Problem details:
Of all the lines in these entries, count those that contain "ground" and give only the total.

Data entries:
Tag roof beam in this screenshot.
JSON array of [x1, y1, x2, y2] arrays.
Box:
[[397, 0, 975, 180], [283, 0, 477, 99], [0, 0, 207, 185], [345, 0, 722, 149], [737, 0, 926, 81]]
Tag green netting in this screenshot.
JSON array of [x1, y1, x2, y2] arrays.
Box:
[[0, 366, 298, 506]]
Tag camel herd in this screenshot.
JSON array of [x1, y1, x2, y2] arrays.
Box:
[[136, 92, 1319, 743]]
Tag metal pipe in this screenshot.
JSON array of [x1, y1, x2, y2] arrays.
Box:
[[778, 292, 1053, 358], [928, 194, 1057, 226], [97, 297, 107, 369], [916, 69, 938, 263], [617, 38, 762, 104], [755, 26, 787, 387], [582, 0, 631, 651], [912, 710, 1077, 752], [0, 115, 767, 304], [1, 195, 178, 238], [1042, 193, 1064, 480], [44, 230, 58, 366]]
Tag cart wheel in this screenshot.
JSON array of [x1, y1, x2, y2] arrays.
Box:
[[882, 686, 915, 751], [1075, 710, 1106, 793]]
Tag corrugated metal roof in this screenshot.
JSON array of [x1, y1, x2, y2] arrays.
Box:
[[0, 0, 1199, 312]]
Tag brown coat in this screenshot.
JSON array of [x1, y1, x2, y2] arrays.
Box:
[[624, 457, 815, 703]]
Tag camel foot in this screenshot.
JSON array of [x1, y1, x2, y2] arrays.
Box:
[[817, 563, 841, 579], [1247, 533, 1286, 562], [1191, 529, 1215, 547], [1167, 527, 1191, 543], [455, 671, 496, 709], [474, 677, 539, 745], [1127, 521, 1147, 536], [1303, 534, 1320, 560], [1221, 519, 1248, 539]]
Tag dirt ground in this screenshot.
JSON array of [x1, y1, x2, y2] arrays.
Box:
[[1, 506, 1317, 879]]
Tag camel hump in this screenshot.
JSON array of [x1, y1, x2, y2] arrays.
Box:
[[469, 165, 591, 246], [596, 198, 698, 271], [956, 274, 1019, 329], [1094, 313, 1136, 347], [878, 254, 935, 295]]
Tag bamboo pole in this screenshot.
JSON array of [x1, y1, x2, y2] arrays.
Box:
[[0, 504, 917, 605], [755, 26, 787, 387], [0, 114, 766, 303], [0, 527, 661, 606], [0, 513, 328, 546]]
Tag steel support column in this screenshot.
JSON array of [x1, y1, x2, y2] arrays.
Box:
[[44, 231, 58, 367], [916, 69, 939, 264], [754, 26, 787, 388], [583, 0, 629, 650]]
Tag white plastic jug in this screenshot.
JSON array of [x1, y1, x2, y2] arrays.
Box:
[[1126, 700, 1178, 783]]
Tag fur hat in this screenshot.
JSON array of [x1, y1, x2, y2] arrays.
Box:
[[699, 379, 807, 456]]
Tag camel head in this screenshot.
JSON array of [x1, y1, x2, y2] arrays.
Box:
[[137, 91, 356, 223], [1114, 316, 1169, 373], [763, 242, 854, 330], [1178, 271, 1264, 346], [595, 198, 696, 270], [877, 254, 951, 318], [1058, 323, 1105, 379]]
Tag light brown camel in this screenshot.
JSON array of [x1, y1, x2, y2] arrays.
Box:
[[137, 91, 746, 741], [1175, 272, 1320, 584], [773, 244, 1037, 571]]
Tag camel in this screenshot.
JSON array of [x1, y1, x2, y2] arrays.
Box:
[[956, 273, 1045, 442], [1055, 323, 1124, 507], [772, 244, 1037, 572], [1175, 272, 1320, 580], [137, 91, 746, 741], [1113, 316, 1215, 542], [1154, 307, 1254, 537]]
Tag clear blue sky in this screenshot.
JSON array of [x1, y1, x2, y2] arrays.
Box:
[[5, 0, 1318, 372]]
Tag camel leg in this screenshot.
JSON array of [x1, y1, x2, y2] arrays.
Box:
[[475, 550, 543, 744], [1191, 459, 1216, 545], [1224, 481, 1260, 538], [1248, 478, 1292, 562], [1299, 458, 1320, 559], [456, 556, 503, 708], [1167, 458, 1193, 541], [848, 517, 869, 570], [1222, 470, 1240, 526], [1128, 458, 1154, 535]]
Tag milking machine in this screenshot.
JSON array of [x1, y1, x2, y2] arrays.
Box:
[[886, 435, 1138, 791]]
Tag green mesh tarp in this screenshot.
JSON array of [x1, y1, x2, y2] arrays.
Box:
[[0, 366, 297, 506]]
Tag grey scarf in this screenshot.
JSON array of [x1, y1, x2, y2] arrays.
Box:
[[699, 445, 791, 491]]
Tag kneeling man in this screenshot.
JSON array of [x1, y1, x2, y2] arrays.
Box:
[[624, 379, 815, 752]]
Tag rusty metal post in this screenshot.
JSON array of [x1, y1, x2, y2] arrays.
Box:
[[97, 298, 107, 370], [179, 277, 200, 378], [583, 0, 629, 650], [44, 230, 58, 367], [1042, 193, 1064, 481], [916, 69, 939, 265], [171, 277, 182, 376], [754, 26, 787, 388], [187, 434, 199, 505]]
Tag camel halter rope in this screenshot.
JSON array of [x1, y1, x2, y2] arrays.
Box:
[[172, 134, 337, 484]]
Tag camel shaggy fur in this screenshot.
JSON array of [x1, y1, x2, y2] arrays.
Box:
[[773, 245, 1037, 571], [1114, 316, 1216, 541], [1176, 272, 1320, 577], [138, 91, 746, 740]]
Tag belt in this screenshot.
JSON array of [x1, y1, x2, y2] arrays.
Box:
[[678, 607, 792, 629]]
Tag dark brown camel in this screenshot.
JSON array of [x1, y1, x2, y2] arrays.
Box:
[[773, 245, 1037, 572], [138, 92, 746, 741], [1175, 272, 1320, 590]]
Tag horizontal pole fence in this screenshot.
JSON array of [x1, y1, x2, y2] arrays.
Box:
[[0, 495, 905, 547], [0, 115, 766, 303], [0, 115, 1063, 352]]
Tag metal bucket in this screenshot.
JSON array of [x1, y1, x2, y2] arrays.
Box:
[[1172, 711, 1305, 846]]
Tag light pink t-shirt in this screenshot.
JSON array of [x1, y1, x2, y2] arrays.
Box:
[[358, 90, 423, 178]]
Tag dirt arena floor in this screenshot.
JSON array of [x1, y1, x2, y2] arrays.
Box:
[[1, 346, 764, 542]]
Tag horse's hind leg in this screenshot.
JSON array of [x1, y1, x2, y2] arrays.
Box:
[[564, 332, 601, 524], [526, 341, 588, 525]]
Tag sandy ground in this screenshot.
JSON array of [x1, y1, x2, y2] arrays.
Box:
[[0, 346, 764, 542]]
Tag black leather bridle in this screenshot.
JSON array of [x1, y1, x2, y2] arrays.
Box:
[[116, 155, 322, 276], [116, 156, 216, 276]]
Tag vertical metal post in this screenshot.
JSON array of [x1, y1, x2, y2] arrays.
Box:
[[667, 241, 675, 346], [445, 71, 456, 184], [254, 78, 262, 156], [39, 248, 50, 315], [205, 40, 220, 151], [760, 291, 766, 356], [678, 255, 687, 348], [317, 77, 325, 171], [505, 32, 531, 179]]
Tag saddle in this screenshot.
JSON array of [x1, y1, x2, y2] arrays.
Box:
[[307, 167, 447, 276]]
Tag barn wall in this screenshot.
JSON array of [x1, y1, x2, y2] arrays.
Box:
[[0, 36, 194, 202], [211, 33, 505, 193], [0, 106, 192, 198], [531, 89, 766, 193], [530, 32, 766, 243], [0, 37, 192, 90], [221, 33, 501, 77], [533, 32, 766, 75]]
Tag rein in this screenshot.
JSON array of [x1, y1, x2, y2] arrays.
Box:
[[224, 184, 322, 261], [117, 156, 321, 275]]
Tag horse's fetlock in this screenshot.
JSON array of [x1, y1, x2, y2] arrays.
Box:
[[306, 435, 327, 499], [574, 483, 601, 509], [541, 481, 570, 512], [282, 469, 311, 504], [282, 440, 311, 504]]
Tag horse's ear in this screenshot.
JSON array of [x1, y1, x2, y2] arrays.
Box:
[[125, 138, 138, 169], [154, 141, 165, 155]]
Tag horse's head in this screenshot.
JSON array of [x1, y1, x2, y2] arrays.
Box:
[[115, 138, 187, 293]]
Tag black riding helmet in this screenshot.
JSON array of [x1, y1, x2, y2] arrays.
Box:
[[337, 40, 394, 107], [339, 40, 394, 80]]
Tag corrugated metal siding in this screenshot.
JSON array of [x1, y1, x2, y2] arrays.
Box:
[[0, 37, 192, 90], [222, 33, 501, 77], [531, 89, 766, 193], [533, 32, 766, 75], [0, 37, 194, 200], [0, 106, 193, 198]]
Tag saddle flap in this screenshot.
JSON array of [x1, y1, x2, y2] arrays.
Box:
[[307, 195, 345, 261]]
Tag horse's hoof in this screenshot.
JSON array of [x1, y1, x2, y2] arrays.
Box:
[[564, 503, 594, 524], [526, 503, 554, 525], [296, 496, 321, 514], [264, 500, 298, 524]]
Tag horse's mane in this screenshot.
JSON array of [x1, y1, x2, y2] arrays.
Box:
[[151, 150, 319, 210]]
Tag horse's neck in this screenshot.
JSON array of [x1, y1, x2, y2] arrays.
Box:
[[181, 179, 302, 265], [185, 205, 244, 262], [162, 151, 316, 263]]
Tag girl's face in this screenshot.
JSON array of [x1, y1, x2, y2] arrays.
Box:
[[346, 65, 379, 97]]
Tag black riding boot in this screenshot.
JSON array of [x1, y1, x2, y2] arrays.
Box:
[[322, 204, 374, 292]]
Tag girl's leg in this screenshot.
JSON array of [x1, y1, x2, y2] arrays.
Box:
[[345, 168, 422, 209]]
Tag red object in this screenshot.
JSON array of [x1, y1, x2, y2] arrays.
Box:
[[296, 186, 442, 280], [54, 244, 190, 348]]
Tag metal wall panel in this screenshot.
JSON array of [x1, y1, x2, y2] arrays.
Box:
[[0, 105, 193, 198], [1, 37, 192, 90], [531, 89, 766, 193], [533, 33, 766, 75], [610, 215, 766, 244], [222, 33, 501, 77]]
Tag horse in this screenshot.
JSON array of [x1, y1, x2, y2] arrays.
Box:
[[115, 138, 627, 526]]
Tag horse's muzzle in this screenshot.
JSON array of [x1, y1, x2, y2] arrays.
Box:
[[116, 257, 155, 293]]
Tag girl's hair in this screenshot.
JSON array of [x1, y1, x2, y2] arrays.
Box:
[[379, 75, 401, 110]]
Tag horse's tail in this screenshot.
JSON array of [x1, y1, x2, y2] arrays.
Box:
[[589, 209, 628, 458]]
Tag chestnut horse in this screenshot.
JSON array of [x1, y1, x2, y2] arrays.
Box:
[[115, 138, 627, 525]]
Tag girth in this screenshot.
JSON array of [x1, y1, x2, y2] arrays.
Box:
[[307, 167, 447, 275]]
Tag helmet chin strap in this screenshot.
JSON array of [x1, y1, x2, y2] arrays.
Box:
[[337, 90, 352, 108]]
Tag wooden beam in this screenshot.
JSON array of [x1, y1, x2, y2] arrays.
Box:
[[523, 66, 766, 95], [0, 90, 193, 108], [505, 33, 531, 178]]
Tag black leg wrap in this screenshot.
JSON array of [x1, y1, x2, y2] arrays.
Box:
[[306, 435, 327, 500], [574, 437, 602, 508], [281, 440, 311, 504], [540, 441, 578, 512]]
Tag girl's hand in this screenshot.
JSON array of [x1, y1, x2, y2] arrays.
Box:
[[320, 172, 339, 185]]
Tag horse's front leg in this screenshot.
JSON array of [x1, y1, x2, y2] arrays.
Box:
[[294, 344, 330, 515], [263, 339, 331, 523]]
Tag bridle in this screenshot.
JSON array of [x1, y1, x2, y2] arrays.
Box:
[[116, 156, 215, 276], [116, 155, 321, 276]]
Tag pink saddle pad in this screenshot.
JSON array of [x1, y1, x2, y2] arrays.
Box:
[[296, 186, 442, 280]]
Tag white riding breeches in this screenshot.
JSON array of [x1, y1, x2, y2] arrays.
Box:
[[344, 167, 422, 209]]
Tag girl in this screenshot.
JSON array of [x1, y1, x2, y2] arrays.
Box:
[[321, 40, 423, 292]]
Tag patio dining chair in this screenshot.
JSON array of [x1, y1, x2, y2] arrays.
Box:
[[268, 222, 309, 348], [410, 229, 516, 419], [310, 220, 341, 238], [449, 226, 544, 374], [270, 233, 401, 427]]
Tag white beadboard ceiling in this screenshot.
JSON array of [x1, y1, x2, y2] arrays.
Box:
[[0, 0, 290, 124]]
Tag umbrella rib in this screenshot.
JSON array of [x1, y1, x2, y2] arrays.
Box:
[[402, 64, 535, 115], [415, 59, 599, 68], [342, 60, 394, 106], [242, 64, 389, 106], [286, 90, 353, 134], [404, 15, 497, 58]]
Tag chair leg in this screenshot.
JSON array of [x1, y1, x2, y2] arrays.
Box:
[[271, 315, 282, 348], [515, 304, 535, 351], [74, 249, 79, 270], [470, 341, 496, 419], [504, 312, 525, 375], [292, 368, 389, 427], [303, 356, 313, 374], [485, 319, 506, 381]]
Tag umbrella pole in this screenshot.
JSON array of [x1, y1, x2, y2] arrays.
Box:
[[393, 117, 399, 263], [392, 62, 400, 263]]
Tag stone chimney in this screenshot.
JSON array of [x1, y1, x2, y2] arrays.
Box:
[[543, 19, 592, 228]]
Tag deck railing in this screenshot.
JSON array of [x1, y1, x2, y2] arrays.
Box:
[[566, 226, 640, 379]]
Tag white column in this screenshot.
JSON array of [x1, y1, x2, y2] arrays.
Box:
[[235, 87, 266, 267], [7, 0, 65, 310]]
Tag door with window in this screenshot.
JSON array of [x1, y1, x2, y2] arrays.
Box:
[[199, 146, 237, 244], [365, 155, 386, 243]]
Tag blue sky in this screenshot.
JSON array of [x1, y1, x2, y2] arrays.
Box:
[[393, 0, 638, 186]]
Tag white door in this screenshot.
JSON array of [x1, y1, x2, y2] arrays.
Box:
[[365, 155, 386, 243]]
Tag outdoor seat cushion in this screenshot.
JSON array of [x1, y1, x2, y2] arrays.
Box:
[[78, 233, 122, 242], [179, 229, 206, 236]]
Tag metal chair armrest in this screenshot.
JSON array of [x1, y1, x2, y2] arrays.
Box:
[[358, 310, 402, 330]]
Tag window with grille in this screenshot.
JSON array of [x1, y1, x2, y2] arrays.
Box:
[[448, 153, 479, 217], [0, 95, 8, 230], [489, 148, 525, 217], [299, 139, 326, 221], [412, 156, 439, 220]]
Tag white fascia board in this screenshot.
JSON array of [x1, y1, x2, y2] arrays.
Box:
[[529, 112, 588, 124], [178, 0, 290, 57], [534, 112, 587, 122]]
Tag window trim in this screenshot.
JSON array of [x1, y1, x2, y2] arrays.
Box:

Written response:
2